Rewrite the lines from the one containing "TARGET = white lane marking" through the end of the entries, changing "railing" to "handrail" and leaving everything else as it is. Omit the pictures from your answer.

[BEGIN DATASET CONTENT]

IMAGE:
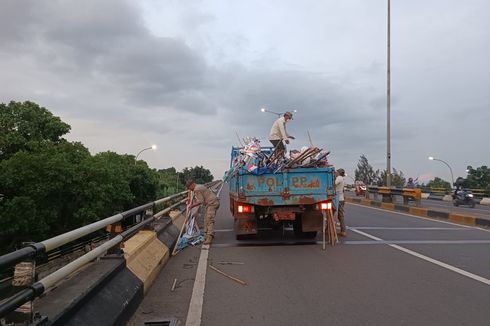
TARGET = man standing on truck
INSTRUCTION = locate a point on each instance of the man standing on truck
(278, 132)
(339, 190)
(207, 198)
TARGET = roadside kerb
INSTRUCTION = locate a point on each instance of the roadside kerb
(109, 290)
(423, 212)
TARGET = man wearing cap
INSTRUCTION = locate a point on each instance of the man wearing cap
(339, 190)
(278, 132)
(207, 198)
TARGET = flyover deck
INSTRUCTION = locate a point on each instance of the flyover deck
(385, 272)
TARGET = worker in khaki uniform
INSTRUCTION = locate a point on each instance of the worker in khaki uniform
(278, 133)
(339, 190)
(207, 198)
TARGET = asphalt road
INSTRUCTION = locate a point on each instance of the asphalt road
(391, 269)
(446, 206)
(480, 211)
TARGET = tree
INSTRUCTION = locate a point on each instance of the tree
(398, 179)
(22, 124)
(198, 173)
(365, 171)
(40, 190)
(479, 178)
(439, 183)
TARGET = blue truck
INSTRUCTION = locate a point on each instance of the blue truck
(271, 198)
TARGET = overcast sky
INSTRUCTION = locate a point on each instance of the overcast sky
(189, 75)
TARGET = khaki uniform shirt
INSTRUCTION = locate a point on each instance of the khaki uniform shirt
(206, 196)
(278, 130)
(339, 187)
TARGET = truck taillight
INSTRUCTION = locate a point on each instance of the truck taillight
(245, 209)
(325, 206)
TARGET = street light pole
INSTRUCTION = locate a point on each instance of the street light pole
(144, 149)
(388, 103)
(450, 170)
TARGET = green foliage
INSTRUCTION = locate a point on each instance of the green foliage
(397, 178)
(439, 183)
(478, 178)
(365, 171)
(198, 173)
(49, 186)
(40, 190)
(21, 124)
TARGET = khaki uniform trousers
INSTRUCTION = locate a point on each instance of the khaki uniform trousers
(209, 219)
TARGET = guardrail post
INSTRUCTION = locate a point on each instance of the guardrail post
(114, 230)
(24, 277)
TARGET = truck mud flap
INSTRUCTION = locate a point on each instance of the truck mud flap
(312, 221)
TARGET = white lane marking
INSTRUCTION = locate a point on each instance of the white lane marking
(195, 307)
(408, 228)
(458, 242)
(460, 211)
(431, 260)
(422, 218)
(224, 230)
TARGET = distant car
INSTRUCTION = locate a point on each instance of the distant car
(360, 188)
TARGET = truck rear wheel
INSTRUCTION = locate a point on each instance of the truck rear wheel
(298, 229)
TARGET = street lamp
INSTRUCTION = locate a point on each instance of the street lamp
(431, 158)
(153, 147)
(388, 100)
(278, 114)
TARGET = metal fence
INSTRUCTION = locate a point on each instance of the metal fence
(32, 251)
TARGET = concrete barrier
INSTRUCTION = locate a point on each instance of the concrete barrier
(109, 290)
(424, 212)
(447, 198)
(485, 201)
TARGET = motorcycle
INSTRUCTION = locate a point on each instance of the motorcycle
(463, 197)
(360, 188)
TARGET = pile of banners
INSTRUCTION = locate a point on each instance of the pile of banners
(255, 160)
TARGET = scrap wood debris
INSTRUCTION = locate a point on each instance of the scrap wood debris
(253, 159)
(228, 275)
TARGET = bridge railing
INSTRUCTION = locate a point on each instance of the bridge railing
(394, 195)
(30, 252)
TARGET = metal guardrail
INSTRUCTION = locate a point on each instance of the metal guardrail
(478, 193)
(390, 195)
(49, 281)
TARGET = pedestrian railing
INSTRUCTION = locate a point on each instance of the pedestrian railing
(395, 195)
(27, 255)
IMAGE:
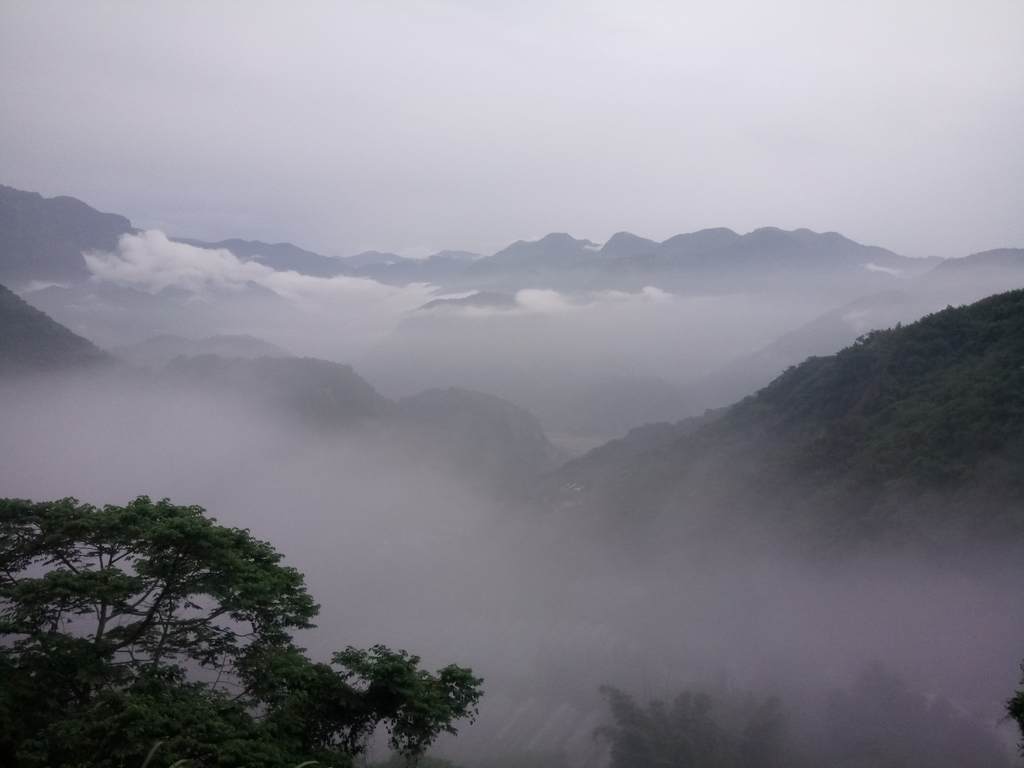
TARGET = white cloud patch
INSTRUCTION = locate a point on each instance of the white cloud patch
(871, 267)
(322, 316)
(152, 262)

[END DATASET CONTENT]

OUTPUT FOR THIS EXERCISE:
TARGET = white lane marking
INSTRUCTION = locate a point on each instance of the white lane marking
(195, 307)
(408, 228)
(458, 242)
(460, 211)
(431, 260)
(422, 218)
(224, 230)
TARGET = distant car
INSTRUCTION = locate a point on each instance of the distant car
(360, 188)
TARGET = truck rear wheel
INSTRUCTION = locate a point on each instance of the truck rear wheel
(298, 229)
TARGET = street lamp
INSTRUCTION = locate a point on each instance of the street lamp
(431, 158)
(153, 147)
(388, 100)
(278, 114)
TARGET = metal fence
INSTRUCTION = locate a point on each instance of the metal fence
(32, 251)
TARGET = concrete barrier
INSTRUCTION = locate a point on each instance of the concrete barrier
(109, 290)
(424, 212)
(447, 198)
(485, 201)
TARGET = motorcycle
INSTRUCTION = locate a point on each instance of the motorcycle
(463, 197)
(360, 188)
TARGET = pile of banners
INSTRUCTION = locate a point on each instance of the pile of banners
(255, 160)
TARGET = scrap wood debris
INSTRUCTION = locate a point on each instance of the scrap wood debris
(253, 159)
(228, 275)
TARGET = bridge handrail
INSTRUCTION = locate a point on each instance of the bridge handrail
(394, 195)
(30, 252)
TARGET = metal guardrail
INSTRUCTION = locate a point on each instance of the metal guardrail
(478, 193)
(390, 195)
(49, 281)
TARGET = pedestrian handrail
INSTRUCTION = locate a point on each instance of the pedestrian handrail
(395, 195)
(27, 255)
IMAGE:
TARGET = white cloud patch
INSTRUCTION = locate a point on each instance of the white cloud patch
(871, 267)
(322, 316)
(152, 262)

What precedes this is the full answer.